Please turn each line of the records below into a numbered list, leaving out any blank lines.

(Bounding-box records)

-*-*-

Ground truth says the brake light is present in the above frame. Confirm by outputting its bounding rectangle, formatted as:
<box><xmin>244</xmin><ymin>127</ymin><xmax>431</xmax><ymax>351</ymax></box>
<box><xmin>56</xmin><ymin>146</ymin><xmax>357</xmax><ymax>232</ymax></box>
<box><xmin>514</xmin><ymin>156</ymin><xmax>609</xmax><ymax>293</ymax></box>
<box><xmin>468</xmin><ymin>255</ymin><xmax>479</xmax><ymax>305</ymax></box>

-*-*-

Exercise result:
1. Ground truth says the brake light is present in the above frame. Confirm by outputting its bounding rectangle, formatted as:
2. <box><xmin>244</xmin><ymin>127</ymin><xmax>431</xmax><ymax>351</ymax></box>
3. <box><xmin>56</xmin><ymin>146</ymin><xmax>357</xmax><ymax>232</ymax></box>
4. <box><xmin>514</xmin><ymin>156</ymin><xmax>609</xmax><ymax>293</ymax></box>
5. <box><xmin>468</xmin><ymin>255</ymin><xmax>479</xmax><ymax>305</ymax></box>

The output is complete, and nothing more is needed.